> [EXERCISE PROMPT]: In the records that follow, find each line with the word "bridge" and copy it.

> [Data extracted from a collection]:
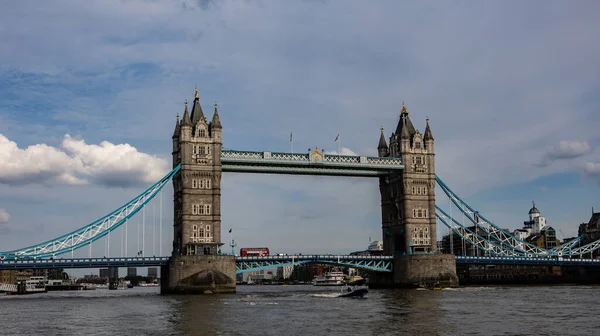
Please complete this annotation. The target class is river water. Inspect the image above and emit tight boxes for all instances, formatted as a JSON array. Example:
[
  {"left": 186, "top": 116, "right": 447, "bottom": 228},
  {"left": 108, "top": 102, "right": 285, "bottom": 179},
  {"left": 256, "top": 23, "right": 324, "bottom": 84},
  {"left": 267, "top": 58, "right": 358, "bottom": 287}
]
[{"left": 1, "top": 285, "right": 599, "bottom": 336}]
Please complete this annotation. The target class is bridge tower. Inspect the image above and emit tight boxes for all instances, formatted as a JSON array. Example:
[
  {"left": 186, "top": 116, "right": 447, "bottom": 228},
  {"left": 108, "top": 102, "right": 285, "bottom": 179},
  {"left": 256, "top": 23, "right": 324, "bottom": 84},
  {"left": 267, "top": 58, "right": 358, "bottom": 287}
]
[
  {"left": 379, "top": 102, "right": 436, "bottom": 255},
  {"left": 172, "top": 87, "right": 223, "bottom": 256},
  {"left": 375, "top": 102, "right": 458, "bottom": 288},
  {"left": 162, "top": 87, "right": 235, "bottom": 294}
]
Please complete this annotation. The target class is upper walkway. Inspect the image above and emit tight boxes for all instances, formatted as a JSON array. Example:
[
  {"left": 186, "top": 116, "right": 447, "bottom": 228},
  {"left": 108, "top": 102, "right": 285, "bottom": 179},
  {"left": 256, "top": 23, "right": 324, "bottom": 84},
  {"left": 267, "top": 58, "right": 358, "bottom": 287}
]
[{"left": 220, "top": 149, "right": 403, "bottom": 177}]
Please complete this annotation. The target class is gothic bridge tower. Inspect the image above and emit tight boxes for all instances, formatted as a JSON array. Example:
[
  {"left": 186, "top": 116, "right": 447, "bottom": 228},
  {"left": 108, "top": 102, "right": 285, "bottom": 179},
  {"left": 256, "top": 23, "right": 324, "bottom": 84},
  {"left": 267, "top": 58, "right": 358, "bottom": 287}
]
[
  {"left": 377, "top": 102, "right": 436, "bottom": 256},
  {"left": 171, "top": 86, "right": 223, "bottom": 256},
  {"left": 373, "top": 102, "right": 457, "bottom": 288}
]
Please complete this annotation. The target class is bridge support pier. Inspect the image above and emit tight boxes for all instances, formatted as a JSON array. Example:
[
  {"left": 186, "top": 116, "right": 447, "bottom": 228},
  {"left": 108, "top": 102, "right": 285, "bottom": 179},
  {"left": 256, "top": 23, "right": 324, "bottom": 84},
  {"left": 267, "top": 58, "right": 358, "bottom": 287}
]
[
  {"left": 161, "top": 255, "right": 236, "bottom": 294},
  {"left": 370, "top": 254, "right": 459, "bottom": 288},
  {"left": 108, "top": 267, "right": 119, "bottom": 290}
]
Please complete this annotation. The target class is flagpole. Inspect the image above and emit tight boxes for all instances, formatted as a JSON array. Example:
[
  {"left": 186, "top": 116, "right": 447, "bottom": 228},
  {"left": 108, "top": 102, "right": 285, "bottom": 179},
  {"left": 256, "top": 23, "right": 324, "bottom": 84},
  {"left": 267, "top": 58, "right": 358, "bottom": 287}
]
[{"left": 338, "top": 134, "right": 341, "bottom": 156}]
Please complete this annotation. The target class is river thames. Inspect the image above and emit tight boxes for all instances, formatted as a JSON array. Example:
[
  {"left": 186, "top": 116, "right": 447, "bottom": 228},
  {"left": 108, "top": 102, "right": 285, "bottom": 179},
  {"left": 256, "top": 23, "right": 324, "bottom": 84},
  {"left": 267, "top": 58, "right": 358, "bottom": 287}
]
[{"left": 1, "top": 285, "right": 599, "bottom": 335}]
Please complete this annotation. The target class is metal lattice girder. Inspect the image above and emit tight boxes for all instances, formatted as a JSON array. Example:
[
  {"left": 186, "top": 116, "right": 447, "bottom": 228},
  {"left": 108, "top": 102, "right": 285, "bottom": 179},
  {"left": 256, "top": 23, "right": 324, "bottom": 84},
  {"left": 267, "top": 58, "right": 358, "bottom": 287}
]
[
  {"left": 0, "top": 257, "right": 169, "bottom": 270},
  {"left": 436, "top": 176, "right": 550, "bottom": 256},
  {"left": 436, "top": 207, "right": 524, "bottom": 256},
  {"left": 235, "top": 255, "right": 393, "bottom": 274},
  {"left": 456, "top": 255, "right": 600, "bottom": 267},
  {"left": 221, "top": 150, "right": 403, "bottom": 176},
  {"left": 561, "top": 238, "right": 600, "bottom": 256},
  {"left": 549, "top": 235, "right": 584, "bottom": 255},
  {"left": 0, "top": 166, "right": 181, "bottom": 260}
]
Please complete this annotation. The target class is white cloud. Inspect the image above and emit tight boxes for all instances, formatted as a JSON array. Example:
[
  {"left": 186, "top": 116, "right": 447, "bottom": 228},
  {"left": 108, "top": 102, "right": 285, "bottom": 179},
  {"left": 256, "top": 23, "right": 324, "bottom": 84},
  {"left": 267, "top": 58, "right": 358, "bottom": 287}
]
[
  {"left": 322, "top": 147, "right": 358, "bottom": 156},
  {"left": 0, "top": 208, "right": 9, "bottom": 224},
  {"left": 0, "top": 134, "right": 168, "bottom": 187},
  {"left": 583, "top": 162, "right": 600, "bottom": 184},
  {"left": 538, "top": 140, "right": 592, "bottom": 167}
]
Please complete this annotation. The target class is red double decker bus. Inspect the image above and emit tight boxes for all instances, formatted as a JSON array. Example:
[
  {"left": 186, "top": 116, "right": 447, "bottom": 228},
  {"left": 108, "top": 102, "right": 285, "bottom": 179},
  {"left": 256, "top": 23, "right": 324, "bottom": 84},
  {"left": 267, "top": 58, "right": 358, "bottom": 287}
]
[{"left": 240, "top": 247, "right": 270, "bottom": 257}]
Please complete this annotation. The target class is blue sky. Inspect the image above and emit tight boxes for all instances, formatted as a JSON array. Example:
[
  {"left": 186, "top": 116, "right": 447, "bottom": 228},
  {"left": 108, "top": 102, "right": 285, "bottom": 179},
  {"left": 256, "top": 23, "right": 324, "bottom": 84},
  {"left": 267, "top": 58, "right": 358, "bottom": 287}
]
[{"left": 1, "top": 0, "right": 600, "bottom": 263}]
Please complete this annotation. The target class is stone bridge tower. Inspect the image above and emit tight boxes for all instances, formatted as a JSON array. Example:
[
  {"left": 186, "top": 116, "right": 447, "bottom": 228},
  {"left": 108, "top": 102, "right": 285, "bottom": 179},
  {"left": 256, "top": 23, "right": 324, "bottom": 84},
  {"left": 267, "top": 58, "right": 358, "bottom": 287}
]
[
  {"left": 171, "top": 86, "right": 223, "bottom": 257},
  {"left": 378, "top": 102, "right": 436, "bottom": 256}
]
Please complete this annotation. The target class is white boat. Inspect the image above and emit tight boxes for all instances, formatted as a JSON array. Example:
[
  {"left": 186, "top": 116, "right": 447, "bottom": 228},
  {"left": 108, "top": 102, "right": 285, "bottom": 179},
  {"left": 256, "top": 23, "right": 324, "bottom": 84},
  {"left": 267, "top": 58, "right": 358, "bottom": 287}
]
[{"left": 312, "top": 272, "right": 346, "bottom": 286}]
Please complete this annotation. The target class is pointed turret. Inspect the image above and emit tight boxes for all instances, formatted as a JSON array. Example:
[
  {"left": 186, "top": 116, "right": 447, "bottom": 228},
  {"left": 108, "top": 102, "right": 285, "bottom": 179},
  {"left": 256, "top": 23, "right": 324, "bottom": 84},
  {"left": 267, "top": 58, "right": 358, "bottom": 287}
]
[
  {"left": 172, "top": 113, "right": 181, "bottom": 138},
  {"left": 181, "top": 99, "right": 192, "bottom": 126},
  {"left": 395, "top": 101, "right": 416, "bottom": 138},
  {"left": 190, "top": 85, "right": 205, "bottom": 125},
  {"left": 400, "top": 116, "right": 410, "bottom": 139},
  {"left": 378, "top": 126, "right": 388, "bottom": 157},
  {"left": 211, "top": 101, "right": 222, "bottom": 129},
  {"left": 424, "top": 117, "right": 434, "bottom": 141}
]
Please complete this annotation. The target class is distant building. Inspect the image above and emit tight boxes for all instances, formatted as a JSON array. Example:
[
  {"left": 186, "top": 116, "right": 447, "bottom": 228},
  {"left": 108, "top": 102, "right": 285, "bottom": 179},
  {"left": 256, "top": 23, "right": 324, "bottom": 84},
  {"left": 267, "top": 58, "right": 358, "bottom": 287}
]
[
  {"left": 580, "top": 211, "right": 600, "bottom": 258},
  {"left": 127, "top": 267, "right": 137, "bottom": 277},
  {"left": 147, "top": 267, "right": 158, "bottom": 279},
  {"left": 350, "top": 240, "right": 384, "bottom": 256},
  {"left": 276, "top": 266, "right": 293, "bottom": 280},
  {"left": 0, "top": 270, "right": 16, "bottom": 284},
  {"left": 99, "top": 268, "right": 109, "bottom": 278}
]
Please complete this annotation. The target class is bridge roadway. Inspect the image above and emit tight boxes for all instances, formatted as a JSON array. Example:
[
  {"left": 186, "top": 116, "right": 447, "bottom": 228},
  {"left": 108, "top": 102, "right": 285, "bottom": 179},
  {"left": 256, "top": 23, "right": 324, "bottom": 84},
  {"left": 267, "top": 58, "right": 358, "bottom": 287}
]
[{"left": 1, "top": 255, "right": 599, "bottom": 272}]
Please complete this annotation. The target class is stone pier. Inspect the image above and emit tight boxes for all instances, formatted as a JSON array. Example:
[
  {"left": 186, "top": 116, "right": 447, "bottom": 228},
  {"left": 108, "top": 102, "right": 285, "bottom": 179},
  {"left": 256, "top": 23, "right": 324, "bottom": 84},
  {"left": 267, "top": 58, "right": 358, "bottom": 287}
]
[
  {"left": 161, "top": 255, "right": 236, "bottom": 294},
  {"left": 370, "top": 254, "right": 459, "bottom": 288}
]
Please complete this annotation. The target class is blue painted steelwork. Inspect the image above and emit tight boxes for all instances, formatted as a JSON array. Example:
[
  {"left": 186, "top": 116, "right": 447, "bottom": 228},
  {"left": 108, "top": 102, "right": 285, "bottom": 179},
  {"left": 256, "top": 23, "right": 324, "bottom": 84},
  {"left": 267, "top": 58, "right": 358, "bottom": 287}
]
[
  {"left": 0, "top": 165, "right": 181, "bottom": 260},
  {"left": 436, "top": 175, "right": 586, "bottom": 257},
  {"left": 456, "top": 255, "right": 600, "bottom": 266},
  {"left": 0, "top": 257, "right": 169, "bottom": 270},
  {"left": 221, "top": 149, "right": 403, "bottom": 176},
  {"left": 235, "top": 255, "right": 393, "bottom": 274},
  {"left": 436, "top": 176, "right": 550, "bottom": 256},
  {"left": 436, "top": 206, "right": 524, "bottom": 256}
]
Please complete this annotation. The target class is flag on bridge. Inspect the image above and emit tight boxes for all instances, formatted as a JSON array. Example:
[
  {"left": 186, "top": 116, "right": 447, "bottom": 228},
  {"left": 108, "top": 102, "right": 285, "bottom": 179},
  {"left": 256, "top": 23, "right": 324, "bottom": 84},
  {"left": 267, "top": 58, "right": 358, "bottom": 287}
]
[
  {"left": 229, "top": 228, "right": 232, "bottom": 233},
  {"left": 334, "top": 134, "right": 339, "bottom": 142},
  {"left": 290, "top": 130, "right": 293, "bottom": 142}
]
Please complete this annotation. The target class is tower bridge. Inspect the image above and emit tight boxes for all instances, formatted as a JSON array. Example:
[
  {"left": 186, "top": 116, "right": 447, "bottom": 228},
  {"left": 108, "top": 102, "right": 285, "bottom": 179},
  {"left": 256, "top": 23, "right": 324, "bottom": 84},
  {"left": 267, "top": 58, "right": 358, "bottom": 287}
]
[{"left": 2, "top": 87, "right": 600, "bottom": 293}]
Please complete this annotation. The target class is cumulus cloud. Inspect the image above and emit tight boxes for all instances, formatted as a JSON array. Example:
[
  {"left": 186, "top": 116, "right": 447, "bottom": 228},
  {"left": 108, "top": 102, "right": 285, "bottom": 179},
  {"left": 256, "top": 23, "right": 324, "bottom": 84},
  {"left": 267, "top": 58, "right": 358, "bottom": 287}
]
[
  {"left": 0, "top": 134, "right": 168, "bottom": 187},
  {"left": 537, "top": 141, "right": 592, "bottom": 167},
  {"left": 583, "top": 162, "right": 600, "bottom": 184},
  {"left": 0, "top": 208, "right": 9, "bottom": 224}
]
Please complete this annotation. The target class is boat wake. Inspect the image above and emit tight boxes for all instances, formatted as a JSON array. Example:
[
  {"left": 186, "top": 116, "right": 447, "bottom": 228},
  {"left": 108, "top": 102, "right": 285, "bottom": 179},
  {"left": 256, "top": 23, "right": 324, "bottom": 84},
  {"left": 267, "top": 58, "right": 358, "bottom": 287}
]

> [RESULT]:
Please complete this annotation. The target class is bridge tower. Inspect the image above and emit tight boxes for all instances, formatted as a JSON array. Example:
Please complete this annotation. The target class is gothic bridge tower. Inspect the image above and emit tight boxes for all instances, formatted as a JSON array. Example:
Please complete this annotation. The target class is bridge support pier. Inspect the image above and emit tight boxes for all instances, formatted as a JSON array. Example:
Please complete this annotation. The target class is stone bridge tower. Inspect the image above and emit tight boxes for all instances, formatted as a JSON array. Example:
Please complete this annotation. The target class is bridge roadway. Inspect the image above and emit tight boxes for all instances, formatted as a JSON array. Example:
Please complete this annotation. The target class is flag on bridge. Inspect the image above and emit tight boxes for all instances, formatted as a JSON array. Example:
Please complete this annotation. The target class is tower bridge. Inspect the image above and emit tight boxes for all instances, formatted as a JSON array. Example:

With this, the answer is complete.